> 課題 1:
本文について、次の問いに答えよ。
(a) 記事の日付はいつか。
(b) 歯痛の原因と対処法を解説するのは誰か。
(c) 記事で伝える内容として挙げられている三つの項目は何か。
> 課題 2: 本文が、天候を私たちの体に大きな影響を与える要素だとする根拠は何か。歯との関係にも触れて説明せよ。

> 本文:

────────────────────

コラム

Column

雨の日、低気圧になると歯痛が発生する原因と対策について歯科医師が解説

2019.01.16

その他

「雨の日、低気圧になると発生する歯痛…これってどういうこと?
原因と対策が知りたい!」

昔から「雨が降ると古傷が痛む」「雨が降ると関節が痛む」などと言われてきたように、天候は私たちの体に大きな影響を与える要素です。それは歯についても例外ではなく、「天気が悪い日は歯が痛む」という人は、意外と多くいるものです。

この記事では「雨の日、低気圧になると発生する歯痛」に対して、歯科医師がその原因と対処法を解説します。

具体的には下記のようなことをお伝えします。

  • 気圧が歯に与える影響
  • 痛みを感じやすい人
  • 気圧の変化による痛みを防ぐ方法

本記事をご覧になって頂くことで「雨の日、低気圧になると発生する歯痛」で悩むあなたに対してどのようにするべきかがハッキリするはずです。まずは本記事をお読み頂き、歯科医院に相談・治療することをオススメします。

────────────────────

> データ抜粋:

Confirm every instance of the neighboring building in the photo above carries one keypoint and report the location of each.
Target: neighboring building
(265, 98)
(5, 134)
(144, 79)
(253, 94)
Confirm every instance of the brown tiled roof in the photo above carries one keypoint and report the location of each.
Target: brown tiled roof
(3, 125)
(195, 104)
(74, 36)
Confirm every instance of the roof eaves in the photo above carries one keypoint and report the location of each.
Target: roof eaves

────────────────────

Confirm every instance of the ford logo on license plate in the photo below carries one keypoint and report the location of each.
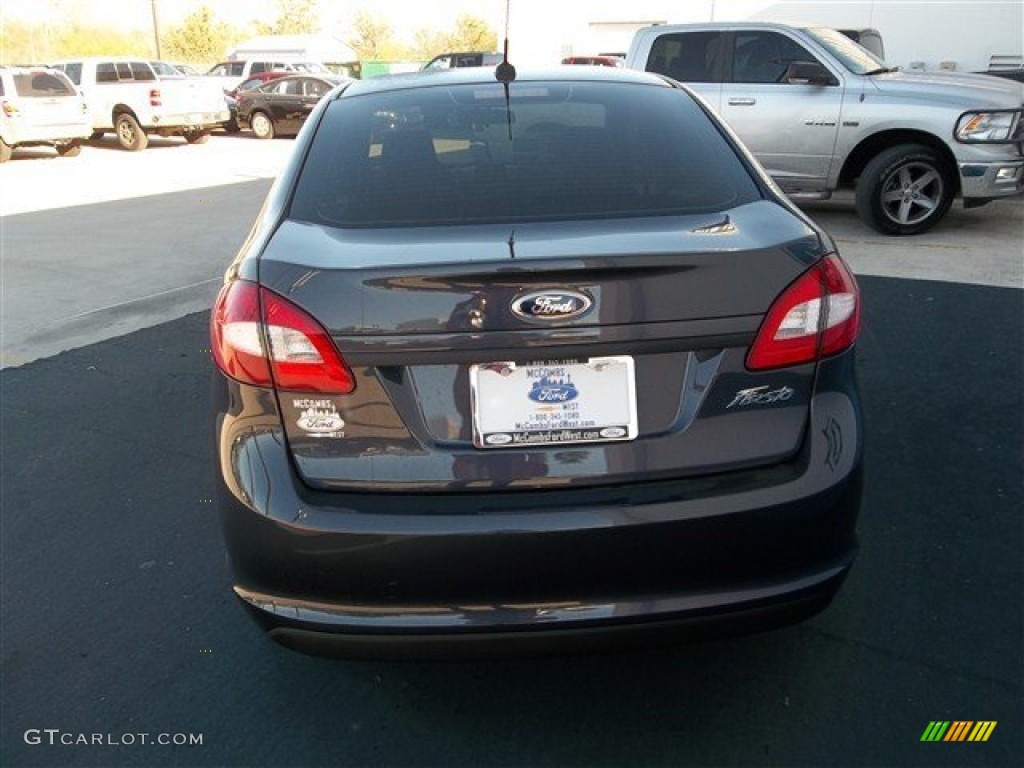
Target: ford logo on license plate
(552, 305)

────────────────────

> 解答 1:
(a) 2019.01.16
(b) 歯科医師
(c) 気圧が歯に与える影響、痛みを感じやすい人、気圧の変化による痛みを防ぐ方法

> 解答 2: 昔から「雨が降ると古傷が痛む」「雨が降ると関節が痛む」などと言われてきたことを根拠に、天候は体に大きな影響を与える要素だとしている。歯も例外ではなく、「天気が悪い日は歯が痛む」という人は意外と多くいる。